▸ **YOUR INSTRUCTIONS**
In the listing below, find each line holding "dress" and copy it.

▸ **RECORDS FOR THE EXERCISE**
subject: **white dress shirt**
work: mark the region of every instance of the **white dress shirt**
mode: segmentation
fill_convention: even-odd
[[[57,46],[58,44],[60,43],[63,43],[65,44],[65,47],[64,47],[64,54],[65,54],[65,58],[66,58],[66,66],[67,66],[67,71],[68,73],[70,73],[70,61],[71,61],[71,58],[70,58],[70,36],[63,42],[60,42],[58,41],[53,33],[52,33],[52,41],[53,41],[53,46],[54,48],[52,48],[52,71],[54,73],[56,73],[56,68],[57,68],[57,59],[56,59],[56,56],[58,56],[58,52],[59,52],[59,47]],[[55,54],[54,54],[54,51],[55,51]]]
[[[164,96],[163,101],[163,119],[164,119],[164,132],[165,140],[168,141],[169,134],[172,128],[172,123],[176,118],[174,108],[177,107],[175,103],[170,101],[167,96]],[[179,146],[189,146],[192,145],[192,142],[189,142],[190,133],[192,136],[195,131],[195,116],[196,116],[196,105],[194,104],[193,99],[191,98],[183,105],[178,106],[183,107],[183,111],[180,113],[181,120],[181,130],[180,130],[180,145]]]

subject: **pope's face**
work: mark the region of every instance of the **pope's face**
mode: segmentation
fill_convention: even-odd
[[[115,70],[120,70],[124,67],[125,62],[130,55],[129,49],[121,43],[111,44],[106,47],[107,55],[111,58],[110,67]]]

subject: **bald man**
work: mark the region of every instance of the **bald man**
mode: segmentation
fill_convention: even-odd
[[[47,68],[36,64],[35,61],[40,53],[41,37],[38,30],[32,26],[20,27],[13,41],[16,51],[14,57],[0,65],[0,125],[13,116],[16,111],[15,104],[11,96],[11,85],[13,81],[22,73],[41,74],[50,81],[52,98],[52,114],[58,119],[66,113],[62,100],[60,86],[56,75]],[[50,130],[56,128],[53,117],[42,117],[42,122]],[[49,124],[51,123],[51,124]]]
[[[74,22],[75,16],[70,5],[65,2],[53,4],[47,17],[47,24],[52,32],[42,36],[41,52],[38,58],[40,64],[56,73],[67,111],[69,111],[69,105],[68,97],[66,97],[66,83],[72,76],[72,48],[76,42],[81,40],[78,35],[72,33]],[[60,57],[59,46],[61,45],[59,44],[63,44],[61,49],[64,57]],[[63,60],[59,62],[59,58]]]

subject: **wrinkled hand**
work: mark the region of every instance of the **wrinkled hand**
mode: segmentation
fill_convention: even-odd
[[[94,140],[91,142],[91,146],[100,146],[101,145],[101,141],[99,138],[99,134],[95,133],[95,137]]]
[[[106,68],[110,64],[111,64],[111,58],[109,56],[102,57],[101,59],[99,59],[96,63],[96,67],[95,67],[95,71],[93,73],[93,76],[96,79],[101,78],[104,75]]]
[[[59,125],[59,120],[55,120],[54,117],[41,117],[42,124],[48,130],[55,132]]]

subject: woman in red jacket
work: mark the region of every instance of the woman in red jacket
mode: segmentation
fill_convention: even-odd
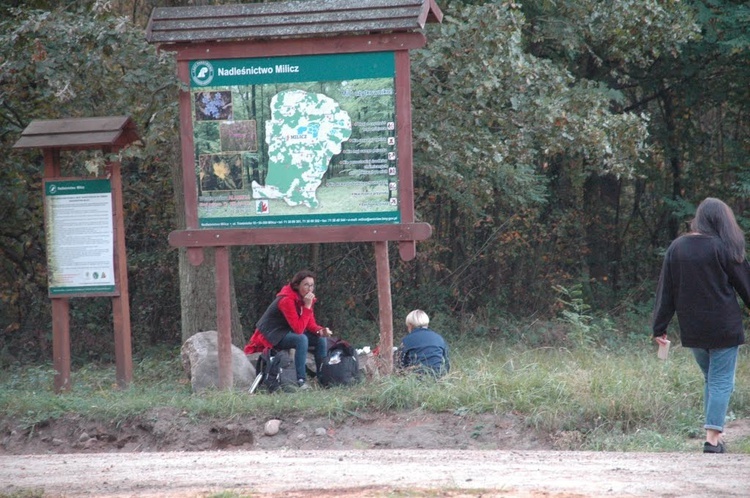
[[[266,348],[294,349],[294,367],[302,389],[308,387],[305,383],[308,347],[315,348],[315,367],[320,370],[328,353],[326,337],[332,334],[327,327],[315,322],[314,290],[315,275],[307,270],[297,272],[276,294],[276,299],[260,317],[255,333],[245,345],[245,354],[262,352]]]

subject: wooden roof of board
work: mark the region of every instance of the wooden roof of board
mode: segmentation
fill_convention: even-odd
[[[128,116],[49,119],[32,121],[13,148],[124,148],[138,139],[135,123]]]
[[[296,0],[160,7],[151,12],[151,43],[305,38],[419,31],[441,22],[435,0]]]

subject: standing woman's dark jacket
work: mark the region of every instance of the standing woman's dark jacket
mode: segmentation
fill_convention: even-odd
[[[750,306],[750,265],[733,260],[719,237],[688,234],[667,249],[656,290],[655,337],[674,313],[687,348],[717,349],[745,342],[742,306]]]
[[[448,373],[451,368],[448,345],[437,332],[419,327],[404,337],[401,342],[401,367],[417,367],[418,371],[436,376]]]

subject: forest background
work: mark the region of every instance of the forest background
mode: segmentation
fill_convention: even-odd
[[[134,119],[141,140],[121,157],[134,351],[215,328],[211,255],[190,268],[167,243],[184,226],[179,88],[145,39],[153,7],[215,3],[237,2],[0,0],[0,367],[52,354],[42,156],[12,149],[33,120]],[[750,6],[438,4],[442,24],[411,54],[415,209],[433,235],[413,261],[391,251],[394,330],[419,307],[448,337],[541,345],[572,340],[559,324],[576,320],[579,340],[647,338],[663,251],[697,204],[721,198],[750,229]],[[69,176],[101,162],[63,160]],[[301,268],[318,275],[321,323],[377,342],[372,245],[235,247],[232,266],[235,344]],[[109,299],[71,301],[71,348],[113,359]]]

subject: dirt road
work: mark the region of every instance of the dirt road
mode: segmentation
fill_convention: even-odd
[[[273,450],[0,456],[0,495],[746,497],[750,455]]]

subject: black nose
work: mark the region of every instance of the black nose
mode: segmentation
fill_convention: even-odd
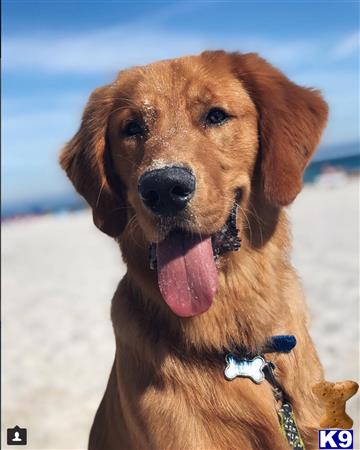
[[[139,180],[144,204],[156,214],[174,215],[185,208],[195,192],[196,180],[189,169],[164,167],[145,172]]]

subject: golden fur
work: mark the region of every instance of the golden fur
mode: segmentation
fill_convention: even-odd
[[[204,127],[214,105],[231,120]],[[146,139],[121,133],[134,117]],[[135,67],[92,94],[61,165],[95,224],[119,242],[128,271],[112,301],[116,355],[91,450],[288,449],[270,385],[226,381],[220,357],[234,344],[256,352],[277,334],[297,338],[290,354],[268,356],[307,448],[317,448],[321,408],[311,388],[323,372],[282,207],[301,190],[326,118],[317,91],[256,54],[204,52]],[[186,164],[197,177],[187,220],[172,225],[212,234],[241,194],[241,249],[221,256],[213,304],[191,318],[170,311],[149,269],[149,243],[169,228],[144,208],[137,181],[166,164]]]

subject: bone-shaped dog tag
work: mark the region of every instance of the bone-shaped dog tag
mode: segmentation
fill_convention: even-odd
[[[266,361],[262,356],[255,356],[254,359],[240,359],[228,354],[225,357],[225,361],[227,366],[224,375],[229,381],[236,377],[246,377],[258,384],[265,378],[263,368],[266,365]]]

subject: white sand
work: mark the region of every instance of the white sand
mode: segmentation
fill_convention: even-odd
[[[306,187],[290,210],[293,261],[332,381],[359,380],[358,205],[352,180]],[[114,354],[117,246],[89,212],[26,219],[3,226],[2,263],[2,448],[15,424],[28,429],[26,448],[86,448]],[[348,406],[354,417],[355,399]]]

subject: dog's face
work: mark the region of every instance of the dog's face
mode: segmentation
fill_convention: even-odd
[[[211,235],[247,195],[256,108],[229,67],[183,58],[119,78],[108,122],[113,171],[149,242],[173,228]]]
[[[316,91],[257,55],[205,52],[130,69],[96,90],[61,164],[100,229],[121,239],[136,224],[157,244],[160,291],[188,316],[211,304],[211,237],[235,202],[246,208],[256,185],[273,207],[289,204],[326,116]],[[178,297],[192,292],[185,306],[174,282]]]

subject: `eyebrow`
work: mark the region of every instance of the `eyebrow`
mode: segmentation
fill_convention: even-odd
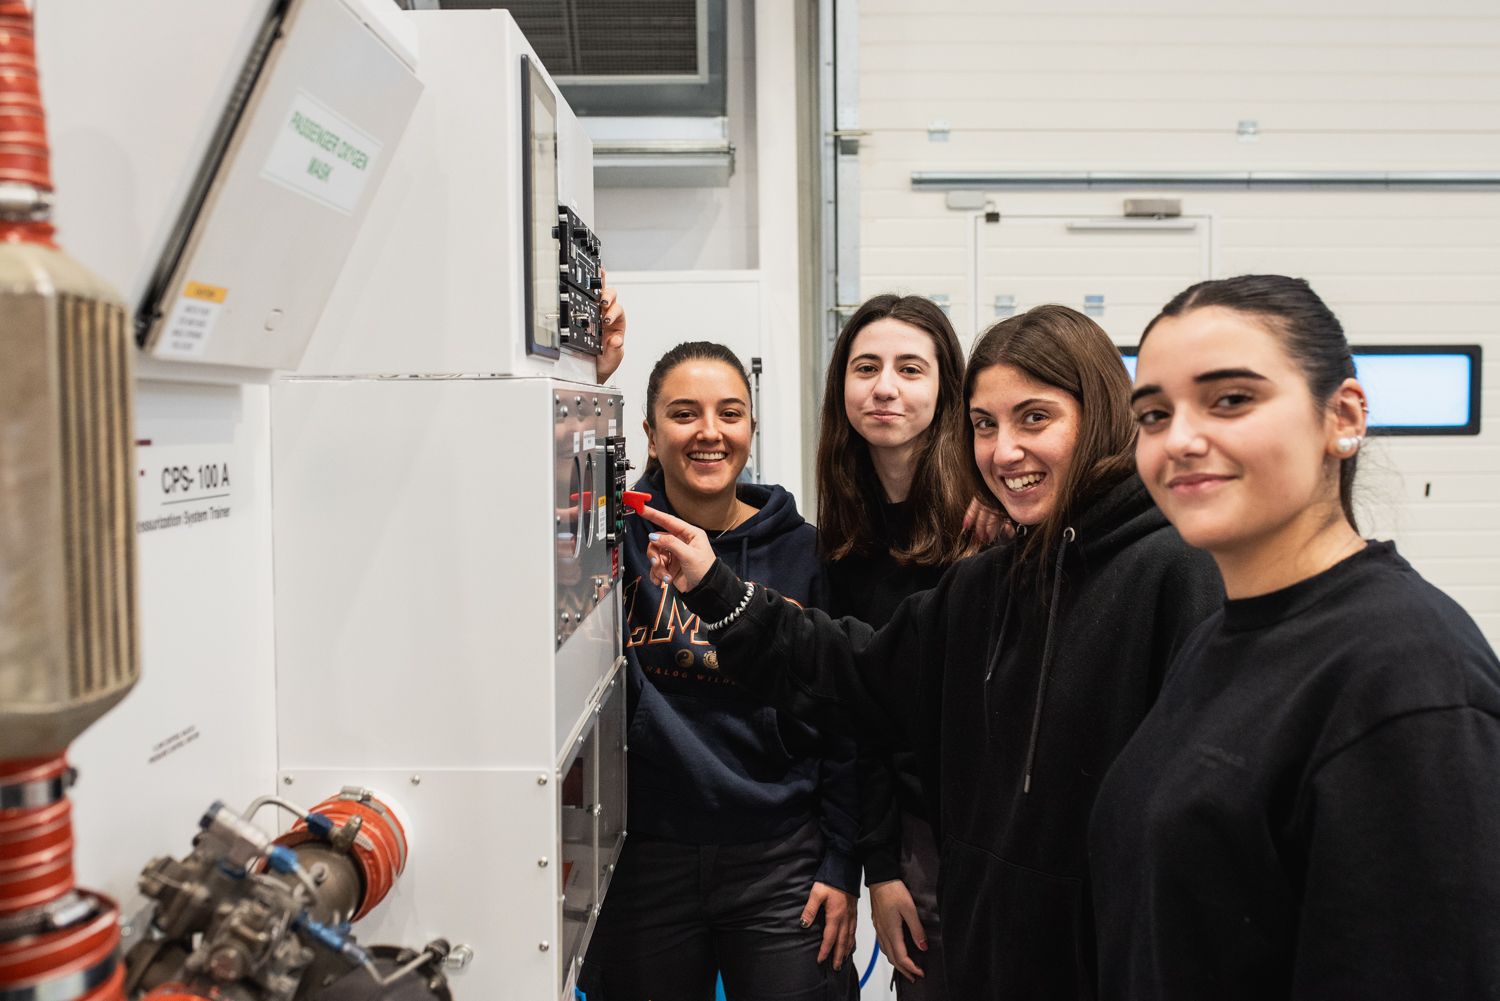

▸ **SOLUTION TO THIS TASK**
subject: **white dress shirt**
work: mark the region of every instance of the **white dress shirt**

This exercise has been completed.